* **Data items**
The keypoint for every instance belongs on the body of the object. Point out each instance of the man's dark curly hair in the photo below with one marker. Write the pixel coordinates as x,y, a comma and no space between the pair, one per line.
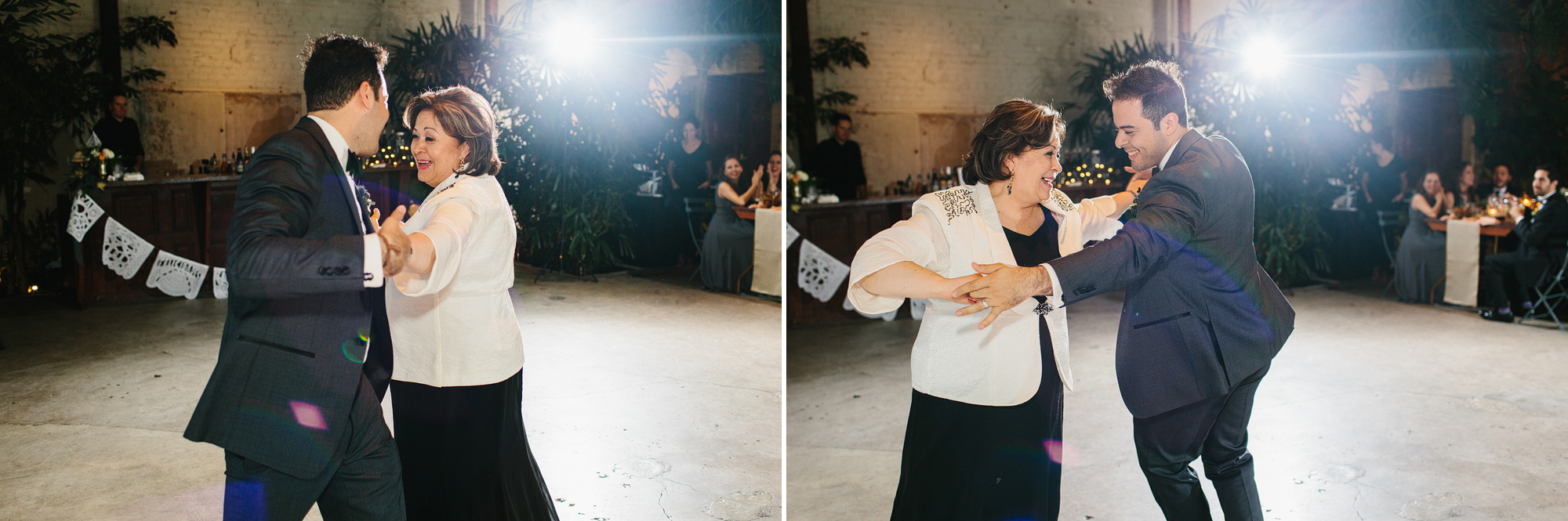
1158,85
336,65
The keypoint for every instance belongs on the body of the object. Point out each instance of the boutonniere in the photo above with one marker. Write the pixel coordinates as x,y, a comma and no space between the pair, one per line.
365,198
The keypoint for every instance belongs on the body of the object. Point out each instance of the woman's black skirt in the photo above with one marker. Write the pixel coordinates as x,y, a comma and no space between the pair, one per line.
466,455
984,463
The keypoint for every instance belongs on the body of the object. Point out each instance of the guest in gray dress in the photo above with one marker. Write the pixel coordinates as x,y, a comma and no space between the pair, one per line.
727,247
1420,264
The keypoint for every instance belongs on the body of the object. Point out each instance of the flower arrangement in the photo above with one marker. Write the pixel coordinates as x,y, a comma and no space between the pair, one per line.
95,167
802,186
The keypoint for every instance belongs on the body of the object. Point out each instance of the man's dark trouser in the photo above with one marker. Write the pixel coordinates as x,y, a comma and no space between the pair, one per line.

* **Work request**
The result should be the same data as above, line for line, with the pictures gone.

* **Answer to this task**
The keypoint for every instance belongs on the body of the object. Point out each instance of the man's dark curly hair in the photo below with one marker. Write the pixel coordinates as x,y, a comma and no space between the pair, one per line.
1158,85
336,65
The keypoint for every instance belongs on the body of the object. Point out each instance of the boutonniere in the photo above with one marker. Write the pixel coordinates as x,y, a comma and no space between the pair, one per line.
365,198
The keypoint for every instance belongs on the body of the object. Point out each instance of the woman's black skirt in the photo above with one marker. Write the pixel coordinates as x,y, a comma and no space between the pair, one per line.
466,455
984,463
The keypoint for every instance belongs on the body of the object. Point out each instance of the guest in gray dress in the photo above with one marker. Write the pixel coordinates as x,y, a comma and no space between the pair, one per line.
727,247
1420,264
The keypoint for every instance belongs on the body of the object. Point out each instance of the flower arrangement in the photo above with one marker. Write the pixel coordinates as x,y, a comma and no space between the pair, one per line.
95,167
802,186
The keypoint for every instance belongs on the body of the object. Point out each instance of the man's dark trouser in the photo above with one marker. Write the pixel coordinates as x,y, a comma and no space between the pair, one per line.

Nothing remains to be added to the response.